Exercise instructions — Each line that has the string "rope" must be copied from the records below.

^^^^^^^^

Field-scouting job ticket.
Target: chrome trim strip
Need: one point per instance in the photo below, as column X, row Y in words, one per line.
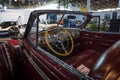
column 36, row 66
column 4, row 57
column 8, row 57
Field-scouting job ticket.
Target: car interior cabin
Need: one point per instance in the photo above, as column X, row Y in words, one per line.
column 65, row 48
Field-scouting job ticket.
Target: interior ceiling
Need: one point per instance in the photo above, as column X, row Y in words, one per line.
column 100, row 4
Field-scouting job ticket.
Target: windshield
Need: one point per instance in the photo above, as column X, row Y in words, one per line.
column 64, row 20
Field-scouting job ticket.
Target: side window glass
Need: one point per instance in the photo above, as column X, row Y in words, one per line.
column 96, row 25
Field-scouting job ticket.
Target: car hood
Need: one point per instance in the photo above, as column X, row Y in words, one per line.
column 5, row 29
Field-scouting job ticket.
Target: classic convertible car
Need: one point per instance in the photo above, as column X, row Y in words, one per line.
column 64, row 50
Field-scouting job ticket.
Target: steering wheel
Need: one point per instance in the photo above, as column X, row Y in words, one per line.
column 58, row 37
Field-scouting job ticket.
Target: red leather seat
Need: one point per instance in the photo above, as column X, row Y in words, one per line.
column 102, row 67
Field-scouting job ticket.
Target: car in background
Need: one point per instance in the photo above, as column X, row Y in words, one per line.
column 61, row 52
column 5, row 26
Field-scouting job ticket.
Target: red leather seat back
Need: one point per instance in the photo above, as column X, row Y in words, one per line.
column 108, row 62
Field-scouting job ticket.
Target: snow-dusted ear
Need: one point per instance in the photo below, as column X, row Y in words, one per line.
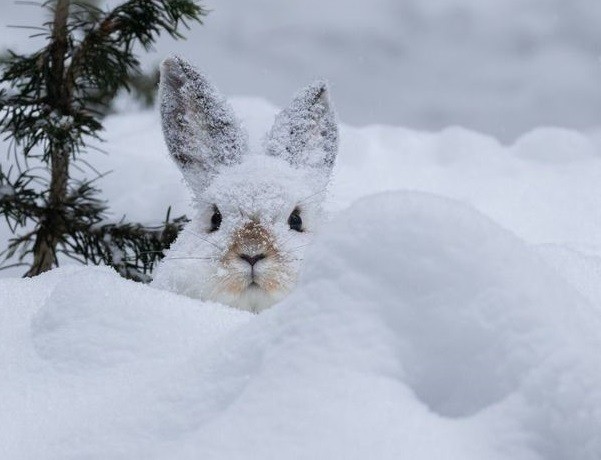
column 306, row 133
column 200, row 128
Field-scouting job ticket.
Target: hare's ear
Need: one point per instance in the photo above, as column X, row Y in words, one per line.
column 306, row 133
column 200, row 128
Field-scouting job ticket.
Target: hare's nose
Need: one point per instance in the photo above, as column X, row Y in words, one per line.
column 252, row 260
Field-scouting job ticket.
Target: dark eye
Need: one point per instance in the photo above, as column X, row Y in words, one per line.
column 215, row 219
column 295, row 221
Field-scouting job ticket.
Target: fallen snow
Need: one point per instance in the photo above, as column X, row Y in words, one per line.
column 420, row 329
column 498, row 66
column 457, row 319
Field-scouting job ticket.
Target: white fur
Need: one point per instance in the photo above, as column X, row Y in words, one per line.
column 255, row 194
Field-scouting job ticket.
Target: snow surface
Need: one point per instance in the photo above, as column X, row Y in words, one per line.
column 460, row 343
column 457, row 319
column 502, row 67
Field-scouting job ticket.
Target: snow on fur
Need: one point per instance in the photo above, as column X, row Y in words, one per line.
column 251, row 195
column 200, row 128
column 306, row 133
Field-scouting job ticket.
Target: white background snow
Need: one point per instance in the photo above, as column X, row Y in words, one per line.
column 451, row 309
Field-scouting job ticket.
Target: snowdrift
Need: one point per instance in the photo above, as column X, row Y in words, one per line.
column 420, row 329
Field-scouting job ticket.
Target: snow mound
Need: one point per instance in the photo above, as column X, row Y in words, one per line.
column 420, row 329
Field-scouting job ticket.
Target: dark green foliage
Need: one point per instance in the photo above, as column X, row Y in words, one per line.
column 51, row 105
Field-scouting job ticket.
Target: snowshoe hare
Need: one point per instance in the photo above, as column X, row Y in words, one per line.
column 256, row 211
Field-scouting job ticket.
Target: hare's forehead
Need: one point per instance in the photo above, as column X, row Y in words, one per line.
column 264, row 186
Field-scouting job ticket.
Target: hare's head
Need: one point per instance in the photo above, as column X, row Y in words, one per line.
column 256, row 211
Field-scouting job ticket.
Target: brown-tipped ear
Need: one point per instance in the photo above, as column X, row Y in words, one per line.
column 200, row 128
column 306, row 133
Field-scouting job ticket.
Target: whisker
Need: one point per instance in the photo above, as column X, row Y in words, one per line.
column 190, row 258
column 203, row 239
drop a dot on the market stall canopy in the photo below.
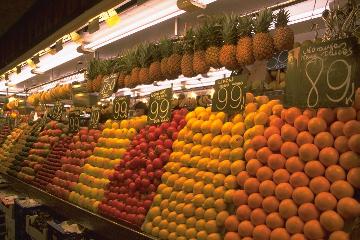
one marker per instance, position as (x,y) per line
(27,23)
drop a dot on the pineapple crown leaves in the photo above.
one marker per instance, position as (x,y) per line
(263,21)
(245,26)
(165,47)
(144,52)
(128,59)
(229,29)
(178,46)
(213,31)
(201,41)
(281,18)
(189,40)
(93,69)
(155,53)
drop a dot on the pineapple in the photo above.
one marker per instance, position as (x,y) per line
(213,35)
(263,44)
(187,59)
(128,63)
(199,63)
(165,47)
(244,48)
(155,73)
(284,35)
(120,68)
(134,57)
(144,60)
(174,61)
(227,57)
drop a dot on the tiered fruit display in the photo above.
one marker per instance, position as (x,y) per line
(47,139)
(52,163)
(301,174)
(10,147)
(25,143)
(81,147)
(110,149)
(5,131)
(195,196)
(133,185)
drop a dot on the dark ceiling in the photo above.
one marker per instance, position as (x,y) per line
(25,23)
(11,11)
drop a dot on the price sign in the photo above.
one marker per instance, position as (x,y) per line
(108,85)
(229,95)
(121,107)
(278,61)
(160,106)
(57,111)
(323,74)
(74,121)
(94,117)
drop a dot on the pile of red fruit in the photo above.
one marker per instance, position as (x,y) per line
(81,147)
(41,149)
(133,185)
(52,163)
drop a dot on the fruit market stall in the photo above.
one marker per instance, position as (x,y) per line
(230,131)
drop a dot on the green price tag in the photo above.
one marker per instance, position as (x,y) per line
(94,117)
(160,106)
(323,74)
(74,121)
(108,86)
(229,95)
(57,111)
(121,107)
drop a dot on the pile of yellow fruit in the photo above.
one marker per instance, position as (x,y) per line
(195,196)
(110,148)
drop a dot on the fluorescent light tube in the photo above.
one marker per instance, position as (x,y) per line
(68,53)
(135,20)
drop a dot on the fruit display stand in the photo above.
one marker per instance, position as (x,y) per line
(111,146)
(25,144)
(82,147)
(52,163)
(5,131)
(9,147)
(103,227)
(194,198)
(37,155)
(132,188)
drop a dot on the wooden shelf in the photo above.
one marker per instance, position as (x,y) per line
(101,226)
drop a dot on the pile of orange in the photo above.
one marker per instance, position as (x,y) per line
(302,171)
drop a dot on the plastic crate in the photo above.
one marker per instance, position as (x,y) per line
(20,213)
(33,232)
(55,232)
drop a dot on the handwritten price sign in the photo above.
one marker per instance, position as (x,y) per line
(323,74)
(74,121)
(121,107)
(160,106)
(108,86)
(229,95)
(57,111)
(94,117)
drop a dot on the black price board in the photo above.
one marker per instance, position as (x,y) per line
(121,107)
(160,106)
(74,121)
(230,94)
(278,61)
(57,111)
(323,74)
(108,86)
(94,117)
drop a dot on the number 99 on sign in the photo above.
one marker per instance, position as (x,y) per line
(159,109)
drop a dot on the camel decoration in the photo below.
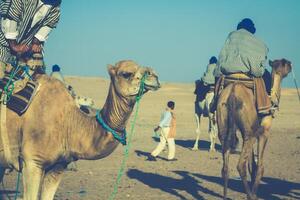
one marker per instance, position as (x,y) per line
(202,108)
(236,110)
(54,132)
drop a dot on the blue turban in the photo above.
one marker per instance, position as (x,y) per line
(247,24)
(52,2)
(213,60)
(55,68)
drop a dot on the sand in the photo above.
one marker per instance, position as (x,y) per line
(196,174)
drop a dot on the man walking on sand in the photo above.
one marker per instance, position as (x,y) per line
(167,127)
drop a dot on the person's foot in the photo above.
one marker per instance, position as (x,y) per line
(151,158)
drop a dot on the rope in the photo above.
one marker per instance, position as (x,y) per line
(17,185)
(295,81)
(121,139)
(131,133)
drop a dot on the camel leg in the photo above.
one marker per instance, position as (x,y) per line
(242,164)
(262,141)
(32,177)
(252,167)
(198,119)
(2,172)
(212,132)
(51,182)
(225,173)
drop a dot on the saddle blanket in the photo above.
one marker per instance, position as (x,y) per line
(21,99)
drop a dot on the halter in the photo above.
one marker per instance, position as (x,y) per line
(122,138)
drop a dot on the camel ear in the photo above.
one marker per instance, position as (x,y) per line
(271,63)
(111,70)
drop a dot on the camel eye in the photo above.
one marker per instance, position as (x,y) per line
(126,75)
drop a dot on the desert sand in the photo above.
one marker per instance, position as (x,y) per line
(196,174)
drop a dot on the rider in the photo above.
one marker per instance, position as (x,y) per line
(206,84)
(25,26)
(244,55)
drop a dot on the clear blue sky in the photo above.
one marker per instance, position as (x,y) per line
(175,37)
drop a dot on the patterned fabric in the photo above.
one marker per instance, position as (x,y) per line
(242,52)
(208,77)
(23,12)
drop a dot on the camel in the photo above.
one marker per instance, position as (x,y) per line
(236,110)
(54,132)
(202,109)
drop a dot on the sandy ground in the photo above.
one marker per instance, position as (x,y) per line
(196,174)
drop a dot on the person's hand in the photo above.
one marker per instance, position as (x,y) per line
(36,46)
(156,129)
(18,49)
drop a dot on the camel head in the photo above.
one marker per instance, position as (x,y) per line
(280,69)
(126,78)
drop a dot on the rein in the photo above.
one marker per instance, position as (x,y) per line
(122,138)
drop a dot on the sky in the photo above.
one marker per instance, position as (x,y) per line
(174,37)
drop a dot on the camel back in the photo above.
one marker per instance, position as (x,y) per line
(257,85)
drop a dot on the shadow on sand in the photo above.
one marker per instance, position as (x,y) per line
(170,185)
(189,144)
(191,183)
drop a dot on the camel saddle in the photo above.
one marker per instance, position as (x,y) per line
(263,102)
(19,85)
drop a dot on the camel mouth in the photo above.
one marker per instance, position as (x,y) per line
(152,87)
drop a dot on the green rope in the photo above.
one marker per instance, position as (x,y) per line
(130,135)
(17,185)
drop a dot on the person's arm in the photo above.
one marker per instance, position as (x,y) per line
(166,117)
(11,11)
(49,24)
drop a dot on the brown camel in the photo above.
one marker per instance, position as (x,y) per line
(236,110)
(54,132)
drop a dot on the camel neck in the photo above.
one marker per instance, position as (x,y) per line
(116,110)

^^^^^^^^

Answer for this exercise —
drop a dot on the rope in the photo above.
drop a dot on the green rope in the photo above.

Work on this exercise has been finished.